# DATA SUPPLIED start
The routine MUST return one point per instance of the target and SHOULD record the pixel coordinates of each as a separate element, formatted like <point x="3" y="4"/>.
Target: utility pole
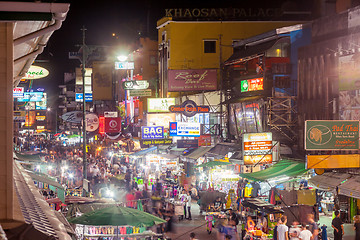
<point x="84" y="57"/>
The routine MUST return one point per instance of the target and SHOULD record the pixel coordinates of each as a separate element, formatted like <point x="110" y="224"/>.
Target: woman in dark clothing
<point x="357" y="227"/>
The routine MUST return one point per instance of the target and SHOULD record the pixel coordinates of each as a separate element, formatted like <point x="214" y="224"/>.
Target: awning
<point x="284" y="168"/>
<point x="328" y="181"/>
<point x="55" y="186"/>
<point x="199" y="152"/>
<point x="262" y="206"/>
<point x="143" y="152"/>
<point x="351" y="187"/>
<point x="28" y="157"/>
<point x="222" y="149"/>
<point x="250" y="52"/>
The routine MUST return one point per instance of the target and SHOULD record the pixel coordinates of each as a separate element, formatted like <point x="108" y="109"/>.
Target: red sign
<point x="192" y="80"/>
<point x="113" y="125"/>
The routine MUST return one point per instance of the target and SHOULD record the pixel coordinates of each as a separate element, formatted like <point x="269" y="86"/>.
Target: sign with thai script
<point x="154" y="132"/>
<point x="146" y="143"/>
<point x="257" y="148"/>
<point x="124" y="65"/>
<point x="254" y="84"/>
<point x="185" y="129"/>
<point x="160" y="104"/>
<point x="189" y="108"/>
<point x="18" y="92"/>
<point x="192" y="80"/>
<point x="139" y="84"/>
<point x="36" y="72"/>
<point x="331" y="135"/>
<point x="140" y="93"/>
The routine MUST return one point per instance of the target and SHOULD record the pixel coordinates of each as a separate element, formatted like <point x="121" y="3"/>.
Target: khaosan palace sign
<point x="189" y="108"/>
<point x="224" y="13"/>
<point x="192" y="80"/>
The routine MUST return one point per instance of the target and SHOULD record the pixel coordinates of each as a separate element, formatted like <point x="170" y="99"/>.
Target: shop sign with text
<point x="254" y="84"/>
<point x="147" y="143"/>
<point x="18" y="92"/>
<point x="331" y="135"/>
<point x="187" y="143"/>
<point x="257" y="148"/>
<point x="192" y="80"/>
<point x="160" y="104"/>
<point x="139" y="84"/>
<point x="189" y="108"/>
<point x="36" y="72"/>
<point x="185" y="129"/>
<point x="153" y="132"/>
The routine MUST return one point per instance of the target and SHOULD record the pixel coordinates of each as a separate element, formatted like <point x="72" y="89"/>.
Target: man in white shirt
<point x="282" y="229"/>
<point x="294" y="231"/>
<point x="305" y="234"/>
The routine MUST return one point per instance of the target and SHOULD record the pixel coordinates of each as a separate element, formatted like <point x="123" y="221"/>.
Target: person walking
# DATA SUPPLIED end
# DATA SUPPLIED start
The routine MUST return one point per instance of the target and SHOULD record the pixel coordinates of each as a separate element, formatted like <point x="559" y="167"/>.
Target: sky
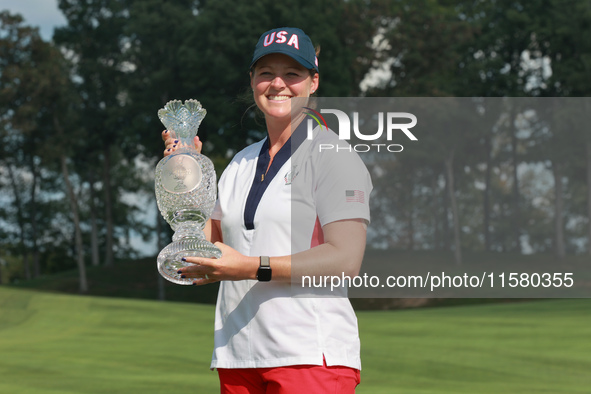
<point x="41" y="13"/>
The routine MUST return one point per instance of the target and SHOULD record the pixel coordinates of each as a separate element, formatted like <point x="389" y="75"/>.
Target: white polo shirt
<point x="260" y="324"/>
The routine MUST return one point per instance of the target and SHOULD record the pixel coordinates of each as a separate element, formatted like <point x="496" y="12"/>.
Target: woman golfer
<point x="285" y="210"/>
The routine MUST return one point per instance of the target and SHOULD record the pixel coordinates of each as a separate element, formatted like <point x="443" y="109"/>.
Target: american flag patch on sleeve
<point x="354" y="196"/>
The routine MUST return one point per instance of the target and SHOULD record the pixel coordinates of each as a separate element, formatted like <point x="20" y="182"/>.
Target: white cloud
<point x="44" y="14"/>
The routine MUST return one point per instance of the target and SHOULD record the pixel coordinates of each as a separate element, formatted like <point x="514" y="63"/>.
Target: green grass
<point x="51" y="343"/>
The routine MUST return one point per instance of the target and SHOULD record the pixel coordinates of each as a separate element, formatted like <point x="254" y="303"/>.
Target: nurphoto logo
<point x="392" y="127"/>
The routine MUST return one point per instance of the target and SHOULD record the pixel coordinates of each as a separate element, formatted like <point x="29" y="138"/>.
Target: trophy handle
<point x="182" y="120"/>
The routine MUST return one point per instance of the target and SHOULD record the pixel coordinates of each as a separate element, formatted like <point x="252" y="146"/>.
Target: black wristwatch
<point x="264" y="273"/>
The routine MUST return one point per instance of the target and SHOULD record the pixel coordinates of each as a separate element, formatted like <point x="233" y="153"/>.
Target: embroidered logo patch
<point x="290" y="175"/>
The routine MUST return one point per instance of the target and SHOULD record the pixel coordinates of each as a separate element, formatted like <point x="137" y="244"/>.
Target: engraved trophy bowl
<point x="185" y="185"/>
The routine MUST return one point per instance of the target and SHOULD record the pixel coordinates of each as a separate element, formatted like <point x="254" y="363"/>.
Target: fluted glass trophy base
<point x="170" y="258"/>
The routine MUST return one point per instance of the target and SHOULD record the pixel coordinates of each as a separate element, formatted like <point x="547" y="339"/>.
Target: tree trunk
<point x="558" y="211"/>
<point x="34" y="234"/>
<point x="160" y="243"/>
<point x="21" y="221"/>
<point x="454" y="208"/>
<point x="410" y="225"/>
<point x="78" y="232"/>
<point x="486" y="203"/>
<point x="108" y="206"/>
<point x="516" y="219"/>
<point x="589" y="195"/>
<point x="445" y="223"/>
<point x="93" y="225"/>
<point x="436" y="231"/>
# DATA SUPPLIED end
# DATA SUPPLIED start
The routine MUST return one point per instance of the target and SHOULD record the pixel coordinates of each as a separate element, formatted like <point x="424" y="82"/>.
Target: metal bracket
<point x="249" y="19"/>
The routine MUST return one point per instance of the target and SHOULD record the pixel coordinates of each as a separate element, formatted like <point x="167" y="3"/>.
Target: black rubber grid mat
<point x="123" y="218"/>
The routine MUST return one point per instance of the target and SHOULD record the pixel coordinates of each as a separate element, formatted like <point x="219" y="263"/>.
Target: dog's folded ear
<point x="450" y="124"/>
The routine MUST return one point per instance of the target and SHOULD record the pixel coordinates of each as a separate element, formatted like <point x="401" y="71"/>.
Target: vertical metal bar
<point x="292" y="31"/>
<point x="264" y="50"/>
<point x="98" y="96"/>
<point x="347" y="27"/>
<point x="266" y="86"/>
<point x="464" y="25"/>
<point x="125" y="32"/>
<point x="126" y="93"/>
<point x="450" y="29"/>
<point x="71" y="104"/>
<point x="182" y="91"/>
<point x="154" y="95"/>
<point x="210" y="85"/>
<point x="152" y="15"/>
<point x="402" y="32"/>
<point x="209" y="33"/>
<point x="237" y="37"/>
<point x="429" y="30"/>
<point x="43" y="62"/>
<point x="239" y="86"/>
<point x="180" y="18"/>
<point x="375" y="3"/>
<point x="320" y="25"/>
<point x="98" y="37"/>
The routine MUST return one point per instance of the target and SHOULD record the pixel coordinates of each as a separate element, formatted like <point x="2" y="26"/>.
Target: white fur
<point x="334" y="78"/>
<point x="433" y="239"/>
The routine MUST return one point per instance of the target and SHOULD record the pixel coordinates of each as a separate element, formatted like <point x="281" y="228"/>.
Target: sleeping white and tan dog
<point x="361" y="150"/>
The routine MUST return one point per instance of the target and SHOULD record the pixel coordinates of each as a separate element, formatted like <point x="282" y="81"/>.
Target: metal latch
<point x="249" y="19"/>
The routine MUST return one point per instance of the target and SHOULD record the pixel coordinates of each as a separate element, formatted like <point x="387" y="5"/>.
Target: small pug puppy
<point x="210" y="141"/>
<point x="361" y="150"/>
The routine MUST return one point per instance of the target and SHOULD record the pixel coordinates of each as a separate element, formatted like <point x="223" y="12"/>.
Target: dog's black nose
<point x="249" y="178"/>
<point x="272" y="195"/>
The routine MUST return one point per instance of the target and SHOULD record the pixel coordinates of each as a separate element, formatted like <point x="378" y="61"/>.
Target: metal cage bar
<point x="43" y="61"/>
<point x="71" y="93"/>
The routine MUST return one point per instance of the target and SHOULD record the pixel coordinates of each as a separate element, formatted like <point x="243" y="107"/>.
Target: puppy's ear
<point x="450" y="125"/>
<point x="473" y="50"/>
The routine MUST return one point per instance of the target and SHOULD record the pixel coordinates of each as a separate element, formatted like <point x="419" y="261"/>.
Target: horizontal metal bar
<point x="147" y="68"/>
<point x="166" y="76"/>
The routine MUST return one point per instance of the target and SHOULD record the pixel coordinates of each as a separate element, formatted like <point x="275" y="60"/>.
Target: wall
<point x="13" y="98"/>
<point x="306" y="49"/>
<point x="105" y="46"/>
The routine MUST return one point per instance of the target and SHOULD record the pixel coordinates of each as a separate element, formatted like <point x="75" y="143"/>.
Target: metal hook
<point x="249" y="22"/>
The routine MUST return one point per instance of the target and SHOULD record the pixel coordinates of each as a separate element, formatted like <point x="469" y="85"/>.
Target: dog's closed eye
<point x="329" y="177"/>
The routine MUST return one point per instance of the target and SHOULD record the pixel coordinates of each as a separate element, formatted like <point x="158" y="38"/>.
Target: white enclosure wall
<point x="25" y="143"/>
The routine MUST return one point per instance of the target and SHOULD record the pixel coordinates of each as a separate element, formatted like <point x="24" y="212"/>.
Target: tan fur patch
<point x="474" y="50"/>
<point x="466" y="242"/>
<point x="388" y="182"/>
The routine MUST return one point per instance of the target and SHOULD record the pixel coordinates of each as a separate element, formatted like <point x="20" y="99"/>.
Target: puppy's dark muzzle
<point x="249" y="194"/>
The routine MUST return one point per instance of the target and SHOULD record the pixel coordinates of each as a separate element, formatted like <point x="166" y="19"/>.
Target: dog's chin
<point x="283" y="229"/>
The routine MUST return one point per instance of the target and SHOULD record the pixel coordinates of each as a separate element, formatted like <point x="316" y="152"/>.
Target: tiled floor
# DATA SUPPLIED end
§ **WHAT TO WORK ON**
Locate each line of the records that contains the word "wall" and copy those lines out.

§ **WRITTEN SOLUTION**
Target: wall
Target: white enclosure wall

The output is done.